AIM OF THE EXERCISE:
Repeat the material word for word, from its very first line through the line holding "[[[274,190],[89,196],[89,284],[277,293]]]", with both of those lines included.

======

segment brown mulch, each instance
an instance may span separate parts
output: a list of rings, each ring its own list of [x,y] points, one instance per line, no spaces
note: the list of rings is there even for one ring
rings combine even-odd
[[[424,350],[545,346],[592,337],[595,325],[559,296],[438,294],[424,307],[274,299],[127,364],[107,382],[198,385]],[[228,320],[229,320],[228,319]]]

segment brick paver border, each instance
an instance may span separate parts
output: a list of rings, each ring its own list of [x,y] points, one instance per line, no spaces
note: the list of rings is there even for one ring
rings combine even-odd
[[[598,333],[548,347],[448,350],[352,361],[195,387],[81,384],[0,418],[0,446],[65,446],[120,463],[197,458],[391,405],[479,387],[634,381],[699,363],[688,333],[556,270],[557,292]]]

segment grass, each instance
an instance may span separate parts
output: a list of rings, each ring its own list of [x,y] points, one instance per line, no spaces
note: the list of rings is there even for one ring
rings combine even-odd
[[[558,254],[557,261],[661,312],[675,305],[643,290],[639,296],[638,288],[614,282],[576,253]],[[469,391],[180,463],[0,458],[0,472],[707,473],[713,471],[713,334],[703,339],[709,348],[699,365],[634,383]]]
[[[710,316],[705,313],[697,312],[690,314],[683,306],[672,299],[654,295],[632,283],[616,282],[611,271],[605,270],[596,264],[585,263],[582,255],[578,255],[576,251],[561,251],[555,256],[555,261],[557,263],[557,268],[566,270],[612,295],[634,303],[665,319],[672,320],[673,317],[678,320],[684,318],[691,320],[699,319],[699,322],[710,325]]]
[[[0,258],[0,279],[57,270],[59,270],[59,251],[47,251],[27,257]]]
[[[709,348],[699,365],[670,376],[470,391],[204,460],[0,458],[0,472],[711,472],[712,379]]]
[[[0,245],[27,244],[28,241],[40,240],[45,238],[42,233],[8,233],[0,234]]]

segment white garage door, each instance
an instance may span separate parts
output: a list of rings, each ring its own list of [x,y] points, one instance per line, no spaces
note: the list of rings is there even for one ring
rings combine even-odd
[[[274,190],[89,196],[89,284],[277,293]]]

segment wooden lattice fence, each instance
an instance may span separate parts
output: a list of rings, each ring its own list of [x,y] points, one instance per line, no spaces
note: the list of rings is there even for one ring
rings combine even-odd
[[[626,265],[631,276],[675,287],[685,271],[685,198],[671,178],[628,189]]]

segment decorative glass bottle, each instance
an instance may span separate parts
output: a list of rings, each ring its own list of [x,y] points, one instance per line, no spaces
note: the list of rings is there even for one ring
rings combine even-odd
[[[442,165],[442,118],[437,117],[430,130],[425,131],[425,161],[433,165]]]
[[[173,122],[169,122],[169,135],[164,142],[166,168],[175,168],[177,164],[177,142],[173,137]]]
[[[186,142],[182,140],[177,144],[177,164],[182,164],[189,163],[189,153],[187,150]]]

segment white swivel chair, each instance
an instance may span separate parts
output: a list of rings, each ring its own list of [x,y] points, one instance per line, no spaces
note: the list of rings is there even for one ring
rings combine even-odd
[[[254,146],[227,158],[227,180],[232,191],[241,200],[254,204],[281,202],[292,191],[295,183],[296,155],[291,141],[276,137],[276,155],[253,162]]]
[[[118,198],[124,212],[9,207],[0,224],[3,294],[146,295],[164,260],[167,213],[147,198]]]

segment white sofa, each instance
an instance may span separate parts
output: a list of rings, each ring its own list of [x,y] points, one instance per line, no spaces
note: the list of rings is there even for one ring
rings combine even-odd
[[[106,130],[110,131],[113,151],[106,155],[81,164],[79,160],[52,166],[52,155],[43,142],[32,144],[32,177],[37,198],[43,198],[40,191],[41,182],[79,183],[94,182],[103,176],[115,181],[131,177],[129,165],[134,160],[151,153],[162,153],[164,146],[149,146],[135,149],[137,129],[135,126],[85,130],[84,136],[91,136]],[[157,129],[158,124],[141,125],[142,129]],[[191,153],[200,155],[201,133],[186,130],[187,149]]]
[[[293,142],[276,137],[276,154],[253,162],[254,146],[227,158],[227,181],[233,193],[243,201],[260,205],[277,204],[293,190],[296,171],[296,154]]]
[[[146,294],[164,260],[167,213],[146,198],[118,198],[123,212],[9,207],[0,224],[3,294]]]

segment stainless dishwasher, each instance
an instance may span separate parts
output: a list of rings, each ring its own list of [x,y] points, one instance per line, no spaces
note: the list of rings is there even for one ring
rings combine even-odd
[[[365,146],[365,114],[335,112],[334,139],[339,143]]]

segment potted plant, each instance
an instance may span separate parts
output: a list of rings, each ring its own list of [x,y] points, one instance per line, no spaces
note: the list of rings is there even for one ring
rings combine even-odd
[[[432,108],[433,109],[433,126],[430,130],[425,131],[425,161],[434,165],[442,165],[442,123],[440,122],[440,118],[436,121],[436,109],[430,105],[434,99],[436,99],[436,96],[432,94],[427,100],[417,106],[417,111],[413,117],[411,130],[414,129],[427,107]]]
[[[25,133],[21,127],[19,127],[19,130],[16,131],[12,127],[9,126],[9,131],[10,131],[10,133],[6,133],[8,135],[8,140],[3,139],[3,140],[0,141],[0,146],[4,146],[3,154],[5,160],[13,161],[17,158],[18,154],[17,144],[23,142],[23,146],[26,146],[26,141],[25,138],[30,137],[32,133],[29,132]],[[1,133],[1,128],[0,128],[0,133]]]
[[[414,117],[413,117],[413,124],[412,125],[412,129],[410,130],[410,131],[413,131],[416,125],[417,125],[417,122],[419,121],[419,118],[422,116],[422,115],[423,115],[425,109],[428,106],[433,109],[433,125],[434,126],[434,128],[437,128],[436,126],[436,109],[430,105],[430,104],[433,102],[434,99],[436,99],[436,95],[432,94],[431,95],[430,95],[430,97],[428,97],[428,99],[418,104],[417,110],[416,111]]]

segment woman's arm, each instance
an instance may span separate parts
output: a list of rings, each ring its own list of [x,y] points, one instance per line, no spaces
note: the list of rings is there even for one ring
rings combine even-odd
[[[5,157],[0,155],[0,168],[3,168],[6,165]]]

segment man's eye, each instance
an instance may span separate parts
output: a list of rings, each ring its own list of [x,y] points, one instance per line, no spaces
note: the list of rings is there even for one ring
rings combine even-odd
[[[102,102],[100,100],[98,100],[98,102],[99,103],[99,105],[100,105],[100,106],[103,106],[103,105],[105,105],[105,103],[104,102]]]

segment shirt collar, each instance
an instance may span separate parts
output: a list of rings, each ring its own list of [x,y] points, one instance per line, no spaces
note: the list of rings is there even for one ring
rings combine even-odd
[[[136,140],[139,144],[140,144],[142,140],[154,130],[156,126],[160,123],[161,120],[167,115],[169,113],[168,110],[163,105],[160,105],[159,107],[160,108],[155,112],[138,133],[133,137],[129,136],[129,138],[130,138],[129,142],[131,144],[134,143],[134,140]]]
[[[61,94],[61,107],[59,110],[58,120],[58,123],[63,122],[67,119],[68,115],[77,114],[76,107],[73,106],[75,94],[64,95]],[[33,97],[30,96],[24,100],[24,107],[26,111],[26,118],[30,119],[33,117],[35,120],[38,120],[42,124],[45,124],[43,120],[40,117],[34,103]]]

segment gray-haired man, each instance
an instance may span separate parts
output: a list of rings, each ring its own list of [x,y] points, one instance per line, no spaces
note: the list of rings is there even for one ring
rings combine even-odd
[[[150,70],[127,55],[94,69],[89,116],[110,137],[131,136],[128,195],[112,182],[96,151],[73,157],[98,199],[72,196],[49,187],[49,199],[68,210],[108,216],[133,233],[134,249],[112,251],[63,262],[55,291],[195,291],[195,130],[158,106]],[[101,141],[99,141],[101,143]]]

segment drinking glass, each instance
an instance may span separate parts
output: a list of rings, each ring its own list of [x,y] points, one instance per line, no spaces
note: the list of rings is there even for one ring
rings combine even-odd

======

WRITTEN REPLY:
segment brown mulch, each instance
an instance may span separate parts
output: a list of rings, each ring its own list of [x,y] points, one instance per line, no spaces
note: the list of rings is there even for one ring
rings combine even-odd
[[[424,350],[545,346],[592,337],[595,325],[559,296],[438,294],[424,307],[274,299],[127,364],[107,382],[198,385]],[[228,320],[229,320],[228,319]]]

segment brick paver border, each instance
an instance may span separate parts
output: a list of rings, each ring its own list of [x,y] points, one instance per line, no spaces
note: the list of rings is there even for one ring
rings combine even-odd
[[[598,333],[548,347],[448,350],[352,361],[195,387],[81,384],[0,418],[0,446],[65,446],[120,463],[197,458],[391,405],[479,387],[634,381],[699,363],[688,333],[556,270],[557,292]]]

segment grass, each instance
an instance may span separate parts
output: a list of rings, each ring its own list of [x,y] points, one instance per line, no spaces
note: the list of rings is there even for one ring
rings combine even-odd
[[[558,254],[557,261],[661,312],[675,305],[643,290],[639,296],[638,288],[614,282],[576,253]],[[469,391],[180,463],[0,458],[0,472],[707,473],[713,471],[713,334],[703,339],[709,348],[699,365],[634,383]]]
[[[710,316],[705,313],[697,312],[690,314],[683,306],[672,299],[654,295],[632,283],[616,282],[611,271],[605,270],[596,264],[585,263],[582,255],[578,255],[576,251],[561,251],[555,256],[555,261],[557,263],[557,268],[566,270],[612,295],[634,303],[665,319],[672,320],[673,317],[678,320],[684,318],[691,320],[699,319],[699,322],[710,325]]]
[[[0,258],[0,279],[57,270],[59,270],[59,251],[47,251],[27,257]]]
[[[709,348],[699,365],[670,376],[470,391],[204,460],[0,458],[0,472],[711,472],[712,379]]]
[[[0,245],[27,244],[28,241],[40,240],[45,238],[42,233],[8,233],[0,234]]]

segment white garage door, each instance
an instance may span separate parts
output: a list of rings, each ring its own list of [x,y] points, one instance per line, no spaces
note: the list of rings is there even for one ring
rings combine even-odd
[[[274,190],[89,196],[89,284],[277,293]]]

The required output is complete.